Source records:
################
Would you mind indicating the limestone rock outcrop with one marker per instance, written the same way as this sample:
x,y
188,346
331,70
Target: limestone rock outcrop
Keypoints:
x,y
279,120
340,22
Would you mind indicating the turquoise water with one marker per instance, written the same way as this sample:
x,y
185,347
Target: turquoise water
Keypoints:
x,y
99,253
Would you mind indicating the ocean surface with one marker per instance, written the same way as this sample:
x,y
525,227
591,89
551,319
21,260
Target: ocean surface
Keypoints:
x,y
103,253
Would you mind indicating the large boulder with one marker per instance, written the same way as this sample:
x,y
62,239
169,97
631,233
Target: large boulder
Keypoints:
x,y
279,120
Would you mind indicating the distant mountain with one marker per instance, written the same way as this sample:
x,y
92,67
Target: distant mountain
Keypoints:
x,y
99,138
################
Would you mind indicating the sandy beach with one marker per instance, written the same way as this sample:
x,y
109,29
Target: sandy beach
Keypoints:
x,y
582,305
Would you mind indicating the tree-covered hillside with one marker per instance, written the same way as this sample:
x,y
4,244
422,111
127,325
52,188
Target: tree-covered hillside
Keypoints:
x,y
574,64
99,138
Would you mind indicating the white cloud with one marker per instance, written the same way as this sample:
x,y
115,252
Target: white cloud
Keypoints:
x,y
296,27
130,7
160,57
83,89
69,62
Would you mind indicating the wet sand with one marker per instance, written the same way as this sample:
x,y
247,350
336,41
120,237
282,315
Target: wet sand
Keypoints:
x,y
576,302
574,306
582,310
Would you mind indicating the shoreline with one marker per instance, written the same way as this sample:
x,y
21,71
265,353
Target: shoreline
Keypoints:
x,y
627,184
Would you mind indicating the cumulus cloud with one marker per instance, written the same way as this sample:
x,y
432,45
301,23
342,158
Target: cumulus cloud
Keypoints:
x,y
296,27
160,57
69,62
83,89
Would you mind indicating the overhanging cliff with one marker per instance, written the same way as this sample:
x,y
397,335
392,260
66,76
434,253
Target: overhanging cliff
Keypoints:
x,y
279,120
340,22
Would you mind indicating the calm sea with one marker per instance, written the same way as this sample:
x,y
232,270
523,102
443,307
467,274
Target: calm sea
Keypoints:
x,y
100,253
################
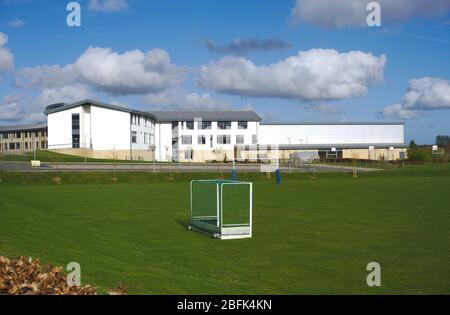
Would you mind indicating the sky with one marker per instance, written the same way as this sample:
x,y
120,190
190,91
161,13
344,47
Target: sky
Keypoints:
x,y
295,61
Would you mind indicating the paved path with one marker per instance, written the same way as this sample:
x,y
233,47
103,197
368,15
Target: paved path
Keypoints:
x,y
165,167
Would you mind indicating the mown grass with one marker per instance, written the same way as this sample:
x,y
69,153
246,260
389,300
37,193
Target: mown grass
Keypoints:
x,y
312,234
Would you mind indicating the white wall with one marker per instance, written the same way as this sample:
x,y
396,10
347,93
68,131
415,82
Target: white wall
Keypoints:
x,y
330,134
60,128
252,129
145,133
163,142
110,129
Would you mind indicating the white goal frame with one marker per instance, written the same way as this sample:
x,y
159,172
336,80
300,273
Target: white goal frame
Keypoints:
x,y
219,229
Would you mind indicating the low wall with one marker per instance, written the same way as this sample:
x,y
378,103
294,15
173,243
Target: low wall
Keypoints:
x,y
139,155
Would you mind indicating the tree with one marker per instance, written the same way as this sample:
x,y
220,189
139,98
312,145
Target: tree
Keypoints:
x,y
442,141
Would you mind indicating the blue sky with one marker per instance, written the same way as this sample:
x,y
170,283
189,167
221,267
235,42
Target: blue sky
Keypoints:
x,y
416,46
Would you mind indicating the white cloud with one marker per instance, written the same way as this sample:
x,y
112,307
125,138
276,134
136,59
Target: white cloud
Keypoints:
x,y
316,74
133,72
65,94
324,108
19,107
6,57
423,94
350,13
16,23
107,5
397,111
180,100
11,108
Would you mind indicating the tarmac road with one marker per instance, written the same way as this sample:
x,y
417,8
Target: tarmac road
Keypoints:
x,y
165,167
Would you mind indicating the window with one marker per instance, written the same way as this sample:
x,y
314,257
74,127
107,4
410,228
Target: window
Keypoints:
################
Count how many lines in the rows above contain the string "tarmac" with matching case, and reply with that number alone.

Solution below.
2